Material for this exercise:
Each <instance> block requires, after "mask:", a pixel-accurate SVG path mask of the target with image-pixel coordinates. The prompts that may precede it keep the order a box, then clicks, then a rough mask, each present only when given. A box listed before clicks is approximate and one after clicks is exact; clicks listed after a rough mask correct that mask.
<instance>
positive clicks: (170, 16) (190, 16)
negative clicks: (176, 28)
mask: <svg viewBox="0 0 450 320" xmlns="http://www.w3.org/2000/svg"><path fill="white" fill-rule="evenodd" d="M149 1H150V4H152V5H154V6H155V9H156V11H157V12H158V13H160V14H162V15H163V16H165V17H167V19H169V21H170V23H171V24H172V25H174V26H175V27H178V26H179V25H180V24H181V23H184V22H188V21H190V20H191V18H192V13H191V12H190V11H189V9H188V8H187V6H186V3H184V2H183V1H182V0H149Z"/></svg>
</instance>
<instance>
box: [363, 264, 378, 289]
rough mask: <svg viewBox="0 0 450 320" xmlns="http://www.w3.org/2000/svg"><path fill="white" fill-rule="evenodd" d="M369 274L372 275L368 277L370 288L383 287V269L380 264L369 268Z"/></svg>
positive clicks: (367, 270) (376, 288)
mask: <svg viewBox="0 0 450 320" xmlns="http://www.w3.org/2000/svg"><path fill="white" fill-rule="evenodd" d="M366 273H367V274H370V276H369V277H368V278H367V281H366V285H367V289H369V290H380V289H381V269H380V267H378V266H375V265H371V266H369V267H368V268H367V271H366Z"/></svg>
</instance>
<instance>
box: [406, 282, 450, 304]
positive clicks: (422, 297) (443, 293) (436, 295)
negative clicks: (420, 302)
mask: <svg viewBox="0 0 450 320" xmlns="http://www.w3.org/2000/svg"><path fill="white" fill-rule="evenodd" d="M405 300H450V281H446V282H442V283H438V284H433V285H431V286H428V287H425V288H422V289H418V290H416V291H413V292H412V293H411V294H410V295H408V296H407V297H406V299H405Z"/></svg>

Your goal: Give the lines from the start of the entries through the line containing "negative clicks: (176, 28)", both ends included, as a numbered list with blank lines omitted.

Your solution:
1. Each <instance> block requires, after "mask:", a pixel-accurate SVG path mask of the target with image-pixel coordinates. The prompts that may precede it keep the order a box, then clicks, then a rough mask, each present only when given. A box listed before clicks is approximate and one after clicks is exact; clicks listed after a rough mask correct that mask.
2. <instance>
3. positive clicks: (170, 16) (190, 16)
4. negative clicks: (176, 28)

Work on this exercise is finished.